START Document excerpt

Happy RESET!

I have gotten some great feedback on my last post and was asked by some to help in thinking through whether you know to bust down the wall or run your hand along the wall. As I look to a fresh start and wish you all the best in your fresh start, I found these four things helpful in allocating in the reset.

For everything there is a season, and la time for every matter under heaven–Eccl. 3.1

The wisest of all kings tells us that life has built within it seasons of change. I try to maintain stability and constancy, but I am pushing against the wind. . .oftentimes against the Spirit of God (Jn 3.8) oftentimes becoming like those carried away by the wind (Hab 1.11). Embracing the sovereignty of God assumes he has the right to change life–yes, even my life!–as he sees fit.

As I said before, God has shown me the reset button and I have pressed it.

I haven’t done it mindlessly or frivolously. In fact, I balked for a couple months when I should have pressed it–thinking I could remedy the situation that was like desalting the sea that I was swimming in.

So what were some ways that justified a reset–with family in tow? Well, I had to first set the priorities of my life. Once these foci were in place, I could then decide what was out of range. This takes time and prayer and a lot of asking.

1. PRAYER

Maybe you’re not the praying kind of person. Yeah, I know, you’re spiritual, you read your Bible. But I venture to say it’s been a while since you’ve really prayed. Beyond the shopping list of what you want from God, prayer is a dialogue. For the Christian, this is a no-brainer. But I found that I too easily move forward without first being silent and listening. Surely prayer is us petitioning and seeking God with our words. Yet, prayer is intended to mold us and remind us and show us.

END Document excerpt
START Listed records

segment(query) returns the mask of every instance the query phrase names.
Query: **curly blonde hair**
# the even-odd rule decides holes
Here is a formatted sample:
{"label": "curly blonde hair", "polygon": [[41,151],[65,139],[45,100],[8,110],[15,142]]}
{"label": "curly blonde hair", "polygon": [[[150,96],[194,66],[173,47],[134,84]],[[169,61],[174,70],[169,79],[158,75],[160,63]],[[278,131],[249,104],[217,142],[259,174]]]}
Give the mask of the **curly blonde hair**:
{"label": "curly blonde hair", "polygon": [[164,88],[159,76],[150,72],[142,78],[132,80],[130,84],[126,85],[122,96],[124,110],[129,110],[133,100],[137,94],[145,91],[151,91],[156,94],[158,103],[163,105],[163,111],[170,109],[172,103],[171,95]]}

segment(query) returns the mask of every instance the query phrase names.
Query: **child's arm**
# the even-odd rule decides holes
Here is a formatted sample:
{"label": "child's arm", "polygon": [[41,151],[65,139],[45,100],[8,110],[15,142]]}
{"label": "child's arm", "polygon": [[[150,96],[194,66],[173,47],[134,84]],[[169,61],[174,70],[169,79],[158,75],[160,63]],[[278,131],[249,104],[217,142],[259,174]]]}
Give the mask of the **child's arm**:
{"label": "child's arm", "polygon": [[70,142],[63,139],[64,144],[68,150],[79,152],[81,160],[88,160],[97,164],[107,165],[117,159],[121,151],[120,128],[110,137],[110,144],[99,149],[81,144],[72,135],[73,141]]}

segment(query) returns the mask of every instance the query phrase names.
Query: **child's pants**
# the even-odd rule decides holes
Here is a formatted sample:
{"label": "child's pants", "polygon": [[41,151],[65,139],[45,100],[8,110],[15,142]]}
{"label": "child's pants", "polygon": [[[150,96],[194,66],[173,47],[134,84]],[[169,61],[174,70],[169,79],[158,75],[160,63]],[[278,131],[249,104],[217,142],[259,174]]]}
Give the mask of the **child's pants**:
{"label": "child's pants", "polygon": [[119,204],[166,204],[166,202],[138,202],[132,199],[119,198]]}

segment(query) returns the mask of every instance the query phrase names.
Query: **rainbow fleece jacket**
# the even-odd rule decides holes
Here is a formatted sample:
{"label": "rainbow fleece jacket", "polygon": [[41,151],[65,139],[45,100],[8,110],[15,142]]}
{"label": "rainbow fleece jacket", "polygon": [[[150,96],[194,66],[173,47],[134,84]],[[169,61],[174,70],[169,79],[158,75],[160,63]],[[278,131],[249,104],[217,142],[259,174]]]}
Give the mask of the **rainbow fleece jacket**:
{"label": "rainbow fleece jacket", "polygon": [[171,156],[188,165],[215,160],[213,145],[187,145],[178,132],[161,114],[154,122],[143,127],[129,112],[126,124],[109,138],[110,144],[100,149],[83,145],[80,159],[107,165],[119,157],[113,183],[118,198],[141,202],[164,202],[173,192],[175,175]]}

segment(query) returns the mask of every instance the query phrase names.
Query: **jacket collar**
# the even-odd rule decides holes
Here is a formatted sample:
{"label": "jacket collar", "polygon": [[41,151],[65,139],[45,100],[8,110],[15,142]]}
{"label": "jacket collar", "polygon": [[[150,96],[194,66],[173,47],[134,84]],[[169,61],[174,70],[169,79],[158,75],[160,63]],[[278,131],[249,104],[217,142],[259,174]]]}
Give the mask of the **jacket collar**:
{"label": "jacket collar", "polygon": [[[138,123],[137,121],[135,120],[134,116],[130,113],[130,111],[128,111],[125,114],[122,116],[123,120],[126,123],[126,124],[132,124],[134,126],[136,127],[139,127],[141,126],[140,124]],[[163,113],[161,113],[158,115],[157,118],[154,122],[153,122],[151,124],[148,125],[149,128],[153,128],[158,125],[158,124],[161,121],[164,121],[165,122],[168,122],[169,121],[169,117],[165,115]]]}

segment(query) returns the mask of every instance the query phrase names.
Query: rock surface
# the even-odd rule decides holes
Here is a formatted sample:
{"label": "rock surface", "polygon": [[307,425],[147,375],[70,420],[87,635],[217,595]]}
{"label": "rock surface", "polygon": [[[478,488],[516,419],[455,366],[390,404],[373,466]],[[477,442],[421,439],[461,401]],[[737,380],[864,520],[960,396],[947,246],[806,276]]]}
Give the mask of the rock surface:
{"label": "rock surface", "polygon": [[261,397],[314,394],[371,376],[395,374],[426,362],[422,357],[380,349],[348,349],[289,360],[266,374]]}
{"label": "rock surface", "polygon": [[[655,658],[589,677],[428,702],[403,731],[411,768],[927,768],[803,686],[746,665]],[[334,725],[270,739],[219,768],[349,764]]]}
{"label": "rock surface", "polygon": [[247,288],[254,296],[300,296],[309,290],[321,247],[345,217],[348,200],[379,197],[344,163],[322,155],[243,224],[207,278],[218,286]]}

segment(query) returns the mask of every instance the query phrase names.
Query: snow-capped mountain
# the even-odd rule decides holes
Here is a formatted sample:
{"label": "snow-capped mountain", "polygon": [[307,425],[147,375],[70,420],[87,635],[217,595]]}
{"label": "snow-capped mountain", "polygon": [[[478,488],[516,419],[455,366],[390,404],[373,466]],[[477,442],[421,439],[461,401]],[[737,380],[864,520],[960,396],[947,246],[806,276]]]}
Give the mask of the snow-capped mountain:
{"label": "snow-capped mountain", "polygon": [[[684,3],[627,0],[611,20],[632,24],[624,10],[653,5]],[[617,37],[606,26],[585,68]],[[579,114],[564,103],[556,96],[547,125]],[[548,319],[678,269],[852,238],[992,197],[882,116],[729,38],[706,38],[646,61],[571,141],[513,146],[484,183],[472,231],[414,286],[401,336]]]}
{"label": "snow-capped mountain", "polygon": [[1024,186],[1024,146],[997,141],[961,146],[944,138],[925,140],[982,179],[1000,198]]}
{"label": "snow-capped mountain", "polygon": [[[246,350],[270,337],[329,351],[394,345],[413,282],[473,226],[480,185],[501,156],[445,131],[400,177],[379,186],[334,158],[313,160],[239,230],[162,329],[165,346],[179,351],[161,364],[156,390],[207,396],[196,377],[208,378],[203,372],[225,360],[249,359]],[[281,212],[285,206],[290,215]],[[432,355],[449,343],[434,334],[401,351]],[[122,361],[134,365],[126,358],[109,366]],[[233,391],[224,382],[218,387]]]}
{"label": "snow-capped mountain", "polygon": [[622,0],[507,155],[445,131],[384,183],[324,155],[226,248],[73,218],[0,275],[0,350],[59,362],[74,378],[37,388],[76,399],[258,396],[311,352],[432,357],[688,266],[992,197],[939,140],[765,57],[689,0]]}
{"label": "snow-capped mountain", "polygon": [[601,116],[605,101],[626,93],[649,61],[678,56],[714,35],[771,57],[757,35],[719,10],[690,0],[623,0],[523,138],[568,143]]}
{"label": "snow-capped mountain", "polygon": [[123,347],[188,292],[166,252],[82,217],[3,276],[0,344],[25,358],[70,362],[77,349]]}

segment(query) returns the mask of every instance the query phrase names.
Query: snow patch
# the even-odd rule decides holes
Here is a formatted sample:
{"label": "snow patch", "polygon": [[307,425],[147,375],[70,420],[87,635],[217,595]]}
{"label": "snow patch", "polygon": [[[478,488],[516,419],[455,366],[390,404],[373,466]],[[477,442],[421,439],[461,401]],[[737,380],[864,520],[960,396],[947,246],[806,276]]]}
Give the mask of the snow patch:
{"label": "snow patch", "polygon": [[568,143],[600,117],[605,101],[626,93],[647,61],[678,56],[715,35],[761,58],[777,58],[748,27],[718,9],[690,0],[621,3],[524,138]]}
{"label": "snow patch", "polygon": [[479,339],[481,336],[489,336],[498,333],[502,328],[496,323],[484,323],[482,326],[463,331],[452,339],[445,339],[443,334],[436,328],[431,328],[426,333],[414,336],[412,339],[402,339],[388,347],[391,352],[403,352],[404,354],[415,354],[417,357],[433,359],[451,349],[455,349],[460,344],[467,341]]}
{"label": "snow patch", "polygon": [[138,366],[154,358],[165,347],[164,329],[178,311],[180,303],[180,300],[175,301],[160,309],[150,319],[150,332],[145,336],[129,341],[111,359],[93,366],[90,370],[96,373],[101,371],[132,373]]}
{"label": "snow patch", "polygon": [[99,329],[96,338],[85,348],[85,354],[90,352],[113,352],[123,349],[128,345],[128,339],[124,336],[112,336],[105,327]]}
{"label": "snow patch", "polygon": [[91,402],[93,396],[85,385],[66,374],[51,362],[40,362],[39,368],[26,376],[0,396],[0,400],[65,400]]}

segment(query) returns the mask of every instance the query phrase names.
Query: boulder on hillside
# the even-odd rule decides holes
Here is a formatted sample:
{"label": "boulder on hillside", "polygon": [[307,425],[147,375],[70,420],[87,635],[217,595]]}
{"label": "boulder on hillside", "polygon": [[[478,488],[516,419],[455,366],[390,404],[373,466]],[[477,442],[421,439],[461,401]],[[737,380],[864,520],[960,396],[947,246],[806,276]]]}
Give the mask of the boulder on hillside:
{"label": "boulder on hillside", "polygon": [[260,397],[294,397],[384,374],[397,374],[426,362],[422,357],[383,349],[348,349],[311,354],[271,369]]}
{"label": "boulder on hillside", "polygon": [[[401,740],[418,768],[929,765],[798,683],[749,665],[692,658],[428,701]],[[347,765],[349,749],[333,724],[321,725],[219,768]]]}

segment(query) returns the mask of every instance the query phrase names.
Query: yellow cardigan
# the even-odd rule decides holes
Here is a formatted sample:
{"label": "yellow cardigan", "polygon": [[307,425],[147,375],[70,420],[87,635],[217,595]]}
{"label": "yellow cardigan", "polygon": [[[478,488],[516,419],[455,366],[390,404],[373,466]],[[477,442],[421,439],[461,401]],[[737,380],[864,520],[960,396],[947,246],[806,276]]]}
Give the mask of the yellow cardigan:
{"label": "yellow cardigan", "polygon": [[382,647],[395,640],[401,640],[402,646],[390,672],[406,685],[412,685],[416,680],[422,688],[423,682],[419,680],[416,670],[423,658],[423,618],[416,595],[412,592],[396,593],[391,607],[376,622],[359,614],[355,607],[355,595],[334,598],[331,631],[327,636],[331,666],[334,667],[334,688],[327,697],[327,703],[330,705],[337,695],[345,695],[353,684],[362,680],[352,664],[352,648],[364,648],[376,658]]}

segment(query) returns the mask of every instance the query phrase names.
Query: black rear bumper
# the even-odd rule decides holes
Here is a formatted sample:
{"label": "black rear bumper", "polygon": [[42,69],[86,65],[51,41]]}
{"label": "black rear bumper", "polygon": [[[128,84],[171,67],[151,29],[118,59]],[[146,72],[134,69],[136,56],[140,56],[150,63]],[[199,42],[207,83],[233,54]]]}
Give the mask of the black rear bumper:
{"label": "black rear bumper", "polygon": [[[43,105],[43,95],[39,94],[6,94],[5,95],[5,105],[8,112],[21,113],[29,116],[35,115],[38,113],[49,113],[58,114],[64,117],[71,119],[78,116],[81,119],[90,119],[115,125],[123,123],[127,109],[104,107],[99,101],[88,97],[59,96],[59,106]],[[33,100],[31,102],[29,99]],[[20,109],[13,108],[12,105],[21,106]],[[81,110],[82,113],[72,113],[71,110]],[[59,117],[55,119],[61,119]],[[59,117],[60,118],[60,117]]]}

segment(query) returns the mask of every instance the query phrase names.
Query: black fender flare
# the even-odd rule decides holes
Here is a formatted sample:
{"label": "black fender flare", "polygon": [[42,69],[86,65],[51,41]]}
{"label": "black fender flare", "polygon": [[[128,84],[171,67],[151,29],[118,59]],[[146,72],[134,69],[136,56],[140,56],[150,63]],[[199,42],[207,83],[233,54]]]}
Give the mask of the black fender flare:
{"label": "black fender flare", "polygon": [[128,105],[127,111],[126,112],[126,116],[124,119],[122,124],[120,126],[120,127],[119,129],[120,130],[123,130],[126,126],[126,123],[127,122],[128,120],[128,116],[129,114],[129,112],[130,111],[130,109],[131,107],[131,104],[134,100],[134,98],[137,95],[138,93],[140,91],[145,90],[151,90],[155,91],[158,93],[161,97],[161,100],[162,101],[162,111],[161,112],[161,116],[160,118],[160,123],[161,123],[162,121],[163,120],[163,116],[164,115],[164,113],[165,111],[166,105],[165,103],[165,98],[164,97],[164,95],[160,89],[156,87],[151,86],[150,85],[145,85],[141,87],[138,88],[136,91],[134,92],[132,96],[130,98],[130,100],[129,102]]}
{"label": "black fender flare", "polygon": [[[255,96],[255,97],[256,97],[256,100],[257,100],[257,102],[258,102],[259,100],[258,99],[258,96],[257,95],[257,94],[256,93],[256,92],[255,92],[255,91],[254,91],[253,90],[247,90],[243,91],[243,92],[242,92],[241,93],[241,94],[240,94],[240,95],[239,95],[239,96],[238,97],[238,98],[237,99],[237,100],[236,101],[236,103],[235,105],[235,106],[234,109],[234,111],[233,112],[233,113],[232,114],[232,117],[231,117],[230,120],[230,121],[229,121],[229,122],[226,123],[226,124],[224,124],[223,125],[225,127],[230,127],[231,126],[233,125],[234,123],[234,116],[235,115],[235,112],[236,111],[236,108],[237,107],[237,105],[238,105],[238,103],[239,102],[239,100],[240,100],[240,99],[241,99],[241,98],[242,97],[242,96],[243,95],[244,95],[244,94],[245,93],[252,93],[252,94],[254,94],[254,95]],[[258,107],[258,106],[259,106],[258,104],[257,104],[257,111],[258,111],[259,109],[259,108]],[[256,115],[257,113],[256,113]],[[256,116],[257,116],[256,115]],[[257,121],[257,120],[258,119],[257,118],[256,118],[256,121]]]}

END Listed records

:: Task details ::
Put this sentence from the reset post into Spanish: "As I said before, God has shown me the reset button and I have pressed it." You won't need the records for this.

:: Output for this exercise ::
Como dije antes, Dios me ha mostrado el botón de reinicio y lo he presionado.